Ned Vizzini, the author of It’s Kind of a Funny Story, committed suicide, losing his battle with clinical depression, in 2013. He would have been 38 years old today.
It’s Kind of a Funny Story is about 15-year-old Craig, who has depression and checks himself into a psychiatric ward following an overwhelming urge to commit suicide. The book is brilliant because of the subtle way it approaches the entire spectrum of issues that can plague a teenager.
Vizzini’s success lies in portraying that no matter how big or small our problems are, we can always find the strength to get back up after we fall. The book, which normalises hospitalisation for mental illnesses, was inspired by Vizzini’s own brief stay at a psychiatric ward for depression in 2004.
Vizzini began his writing career at 15, working for New York Press with an article published in the New York Times as well. He wrote candidly about teenage angst and common issues faced by his peers who were coming of age.

* _DATA TO EXAMINE_:

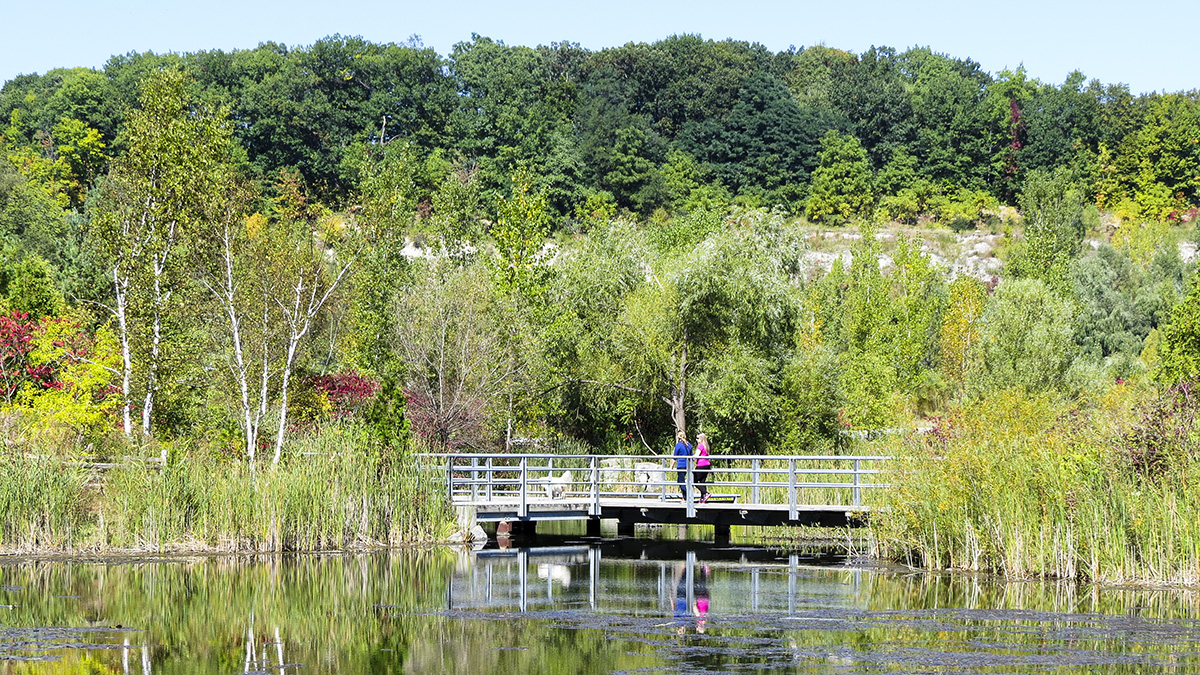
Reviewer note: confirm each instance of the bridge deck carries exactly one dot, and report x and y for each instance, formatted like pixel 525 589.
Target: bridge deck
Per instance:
pixel 822 490
pixel 653 509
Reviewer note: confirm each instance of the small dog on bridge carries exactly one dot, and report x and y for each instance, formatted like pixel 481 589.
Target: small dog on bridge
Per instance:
pixel 556 487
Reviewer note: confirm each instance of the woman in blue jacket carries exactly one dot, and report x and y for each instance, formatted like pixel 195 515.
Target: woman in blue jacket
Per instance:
pixel 683 451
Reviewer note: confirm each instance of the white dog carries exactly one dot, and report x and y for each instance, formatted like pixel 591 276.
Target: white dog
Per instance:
pixel 648 476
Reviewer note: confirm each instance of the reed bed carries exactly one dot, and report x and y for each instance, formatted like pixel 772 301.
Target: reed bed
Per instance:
pixel 334 491
pixel 1036 487
pixel 42 503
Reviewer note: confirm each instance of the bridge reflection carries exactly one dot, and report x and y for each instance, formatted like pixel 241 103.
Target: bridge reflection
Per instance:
pixel 651 578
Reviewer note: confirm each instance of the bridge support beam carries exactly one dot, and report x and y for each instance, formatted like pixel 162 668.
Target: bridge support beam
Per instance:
pixel 720 535
pixel 516 529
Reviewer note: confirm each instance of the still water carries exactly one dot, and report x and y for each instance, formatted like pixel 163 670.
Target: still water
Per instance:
pixel 569 605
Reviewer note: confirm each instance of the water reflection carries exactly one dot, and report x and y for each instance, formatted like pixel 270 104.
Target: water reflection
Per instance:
pixel 624 605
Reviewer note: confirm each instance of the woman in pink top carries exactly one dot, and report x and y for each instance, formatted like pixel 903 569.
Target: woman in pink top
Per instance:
pixel 702 466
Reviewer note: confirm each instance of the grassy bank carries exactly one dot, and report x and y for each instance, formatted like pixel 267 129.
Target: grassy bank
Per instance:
pixel 334 493
pixel 1039 487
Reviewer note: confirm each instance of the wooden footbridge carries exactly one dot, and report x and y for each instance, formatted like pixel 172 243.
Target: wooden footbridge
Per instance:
pixel 520 490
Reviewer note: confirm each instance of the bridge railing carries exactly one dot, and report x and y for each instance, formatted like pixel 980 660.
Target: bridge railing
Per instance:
pixel 797 481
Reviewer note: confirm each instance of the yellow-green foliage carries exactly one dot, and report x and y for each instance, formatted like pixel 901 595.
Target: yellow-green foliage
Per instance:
pixel 334 494
pixel 81 404
pixel 41 502
pixel 1035 487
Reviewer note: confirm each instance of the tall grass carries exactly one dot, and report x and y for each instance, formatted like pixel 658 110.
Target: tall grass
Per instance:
pixel 1038 487
pixel 334 493
pixel 334 490
pixel 42 502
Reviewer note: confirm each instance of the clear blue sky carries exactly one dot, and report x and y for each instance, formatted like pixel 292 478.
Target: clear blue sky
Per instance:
pixel 1149 45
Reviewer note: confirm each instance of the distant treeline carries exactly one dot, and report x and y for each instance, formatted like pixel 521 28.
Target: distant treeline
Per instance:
pixel 669 125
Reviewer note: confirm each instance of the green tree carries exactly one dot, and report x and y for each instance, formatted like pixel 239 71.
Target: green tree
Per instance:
pixel 1025 339
pixel 841 184
pixel 1051 209
pixel 1180 347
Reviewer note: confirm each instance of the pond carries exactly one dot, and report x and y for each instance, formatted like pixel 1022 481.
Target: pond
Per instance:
pixel 573 605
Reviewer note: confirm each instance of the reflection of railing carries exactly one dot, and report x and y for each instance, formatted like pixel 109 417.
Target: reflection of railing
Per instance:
pixel 537 579
pixel 749 479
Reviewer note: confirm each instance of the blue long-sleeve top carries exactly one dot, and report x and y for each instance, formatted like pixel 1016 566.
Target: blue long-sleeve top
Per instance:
pixel 683 451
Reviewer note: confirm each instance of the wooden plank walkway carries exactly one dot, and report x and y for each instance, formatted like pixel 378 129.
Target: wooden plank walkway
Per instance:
pixel 796 490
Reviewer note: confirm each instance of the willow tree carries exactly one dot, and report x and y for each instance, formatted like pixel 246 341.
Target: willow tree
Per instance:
pixel 699 333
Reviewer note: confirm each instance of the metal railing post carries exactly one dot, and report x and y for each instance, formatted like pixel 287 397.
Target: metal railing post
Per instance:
pixel 490 478
pixel 663 479
pixel 754 490
pixel 791 490
pixel 525 507
pixel 474 479
pixel 857 490
pixel 688 488
pixel 595 485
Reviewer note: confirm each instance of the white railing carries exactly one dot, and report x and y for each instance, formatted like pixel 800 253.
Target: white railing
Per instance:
pixel 796 481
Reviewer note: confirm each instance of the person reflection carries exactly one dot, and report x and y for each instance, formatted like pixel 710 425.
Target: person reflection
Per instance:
pixel 701 589
pixel 699 598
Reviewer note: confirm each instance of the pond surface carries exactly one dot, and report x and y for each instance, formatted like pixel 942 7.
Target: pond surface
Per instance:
pixel 570 605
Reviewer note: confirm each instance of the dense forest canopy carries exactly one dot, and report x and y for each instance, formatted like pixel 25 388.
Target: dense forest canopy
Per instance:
pixel 295 234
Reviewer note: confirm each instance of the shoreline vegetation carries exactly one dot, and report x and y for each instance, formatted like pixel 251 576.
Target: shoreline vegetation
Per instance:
pixel 287 272
pixel 335 495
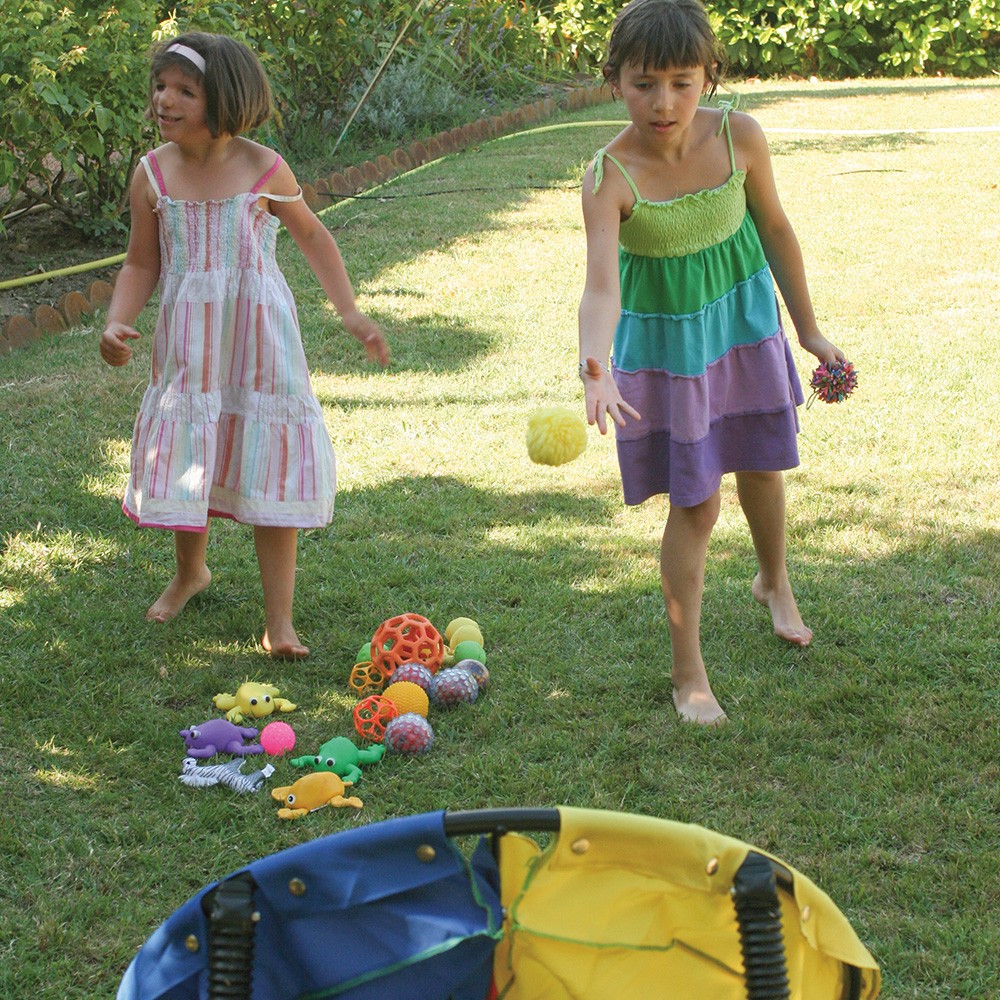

* _WHAT YOU ARE ASKED TO DO_: Could you transcribe the passage about Ned Vizzini word for word, from "Vizzini began his" up to and including "coming of age."?

* _THE COMPLETED TASK_:
Vizzini began his writing career at 15, working for New York Press with an article published in the New York Times as well. He wrote candidly about teenage angst and common issues faced by his peers who were coming of age.